▸ PASSAGE PROVIDED
Start

Some of the Eureka! Award Books


Last month I blogged about the Eureka! Awards for Nonfiction, given each year by the California Reading Association.  A recap:
I like all things about the Eureka! Awards.I like that they honor many types of nonfiction – those closely tied to the curriculum and those that are not. I like that all age levels receive Eureka! Awards: K-12.I like that small presses are liberally represented among the prize winners.*I like that awards go to books with clever, often multi-disciplinary approaches to a subject.
*Small presses with 2013 winners include Annick Press (4 awards,) Scarletta Junior Readers, Mountain Press, Dawn Publications, Lee & Low, Bearport, Calkins Creek, and Wordsong, as well as big NY-based houses.
A list of all the 2013 Eureka! Winners is here

Bones Never Lie: How Forensics Helps Solve History’s Mysteries by Elizabeth MacLeod (Annick Press) blends history and science into a mystery format as it explains how old and new forensic science has solved age-old mysteries about the deaths of Napolean, King Tut, Anatasia Romanov, and a recent King of Thailand.


The Great Bicycle Experiment: The Army’s Historic Black Bicycle Corps, 1896-97 by Kay Moore (Mountain Press Publishing), uncovers an obscure bit of history. This group of intrepid athletes rode primitive bicycles on wretched roads over mountains, through rivers, and broiling prairies. Period photographs show just how challenging the rides were. Subsequent history of the corps reveals racist injustice that was not overturned until the 1970s.



Cowboy Up? Ride the Navajo Rodeo by Nancy Bo Flood (WordSong) takes us out West, and gives us a multi-layered day at the rodeo. We hear a voice in verse of a young rodeo rider; the announcer rousing the crowd, and a narrative that explains the intricacies of each event. Stunning action photographs complement the text.

End

▸ WORK TO DO
In the blog post on the Eureka! Awards, which group gives the awards each year?

▸ DATASET EXTRACT
Start

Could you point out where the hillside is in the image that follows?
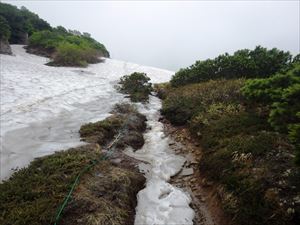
[0,3,109,67]
[156,47,300,225]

End

▸ REPLY
The California Reading Association